▸ Task directions: Each entry should be duplicated exactly, with no line missing.

▸ Data for the task:
_____

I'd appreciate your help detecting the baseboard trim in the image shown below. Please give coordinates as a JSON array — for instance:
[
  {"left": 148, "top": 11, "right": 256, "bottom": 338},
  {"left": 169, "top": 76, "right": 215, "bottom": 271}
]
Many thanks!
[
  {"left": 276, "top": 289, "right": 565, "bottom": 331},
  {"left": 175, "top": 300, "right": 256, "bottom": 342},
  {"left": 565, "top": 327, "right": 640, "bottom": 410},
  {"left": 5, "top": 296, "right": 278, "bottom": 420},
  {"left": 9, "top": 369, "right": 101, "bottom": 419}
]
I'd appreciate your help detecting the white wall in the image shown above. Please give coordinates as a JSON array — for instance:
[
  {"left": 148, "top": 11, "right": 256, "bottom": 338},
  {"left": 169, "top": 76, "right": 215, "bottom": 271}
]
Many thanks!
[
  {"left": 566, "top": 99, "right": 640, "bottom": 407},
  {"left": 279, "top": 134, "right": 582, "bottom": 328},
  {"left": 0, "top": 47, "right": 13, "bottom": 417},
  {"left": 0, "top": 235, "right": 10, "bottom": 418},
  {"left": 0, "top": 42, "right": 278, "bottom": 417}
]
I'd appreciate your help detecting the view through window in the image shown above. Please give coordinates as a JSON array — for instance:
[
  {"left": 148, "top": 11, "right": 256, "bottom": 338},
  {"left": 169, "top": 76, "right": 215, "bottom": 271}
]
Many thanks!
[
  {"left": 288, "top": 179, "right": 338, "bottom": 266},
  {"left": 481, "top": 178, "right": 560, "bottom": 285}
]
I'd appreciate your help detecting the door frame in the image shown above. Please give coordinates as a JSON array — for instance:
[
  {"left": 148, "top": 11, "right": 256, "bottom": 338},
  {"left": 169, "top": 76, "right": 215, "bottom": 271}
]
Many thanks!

_____

▸ Exercise solution:
I'd appreciate your help detecting the baseboard trim in the image shown below. Please give coordinates as a JSON array — for instance:
[
  {"left": 148, "top": 11, "right": 256, "bottom": 338},
  {"left": 169, "top": 76, "right": 215, "bottom": 271}
]
Many thanks!
[
  {"left": 276, "top": 289, "right": 565, "bottom": 331},
  {"left": 175, "top": 300, "right": 256, "bottom": 342},
  {"left": 565, "top": 327, "right": 640, "bottom": 410},
  {"left": 5, "top": 296, "right": 278, "bottom": 420},
  {"left": 9, "top": 369, "right": 101, "bottom": 419}
]
I'd appreciate your help detecting the white wall in the image shown above. Please give coordinates as a JSON array — for instance:
[
  {"left": 148, "top": 11, "right": 256, "bottom": 338},
  {"left": 169, "top": 76, "right": 215, "bottom": 271}
]
Many thanks!
[
  {"left": 566, "top": 99, "right": 640, "bottom": 407},
  {"left": 279, "top": 134, "right": 582, "bottom": 328},
  {"left": 0, "top": 47, "right": 13, "bottom": 417},
  {"left": 0, "top": 235, "right": 10, "bottom": 418},
  {"left": 0, "top": 42, "right": 278, "bottom": 417}
]
I'd appreciate your help detecting the view through window in the image shown above. Please give coordinates as a JSON array — for instance:
[
  {"left": 148, "top": 11, "right": 256, "bottom": 338},
  {"left": 169, "top": 76, "right": 215, "bottom": 271}
]
Many thanks!
[
  {"left": 288, "top": 179, "right": 338, "bottom": 266},
  {"left": 481, "top": 178, "right": 560, "bottom": 285}
]
I'd appreciate your help detecting the door frame in the image shown above. Please give coordinates as a JSON array — for instance:
[
  {"left": 148, "top": 11, "right": 256, "bottom": 338},
  {"left": 169, "top": 76, "right": 215, "bottom": 271}
]
Many thanks!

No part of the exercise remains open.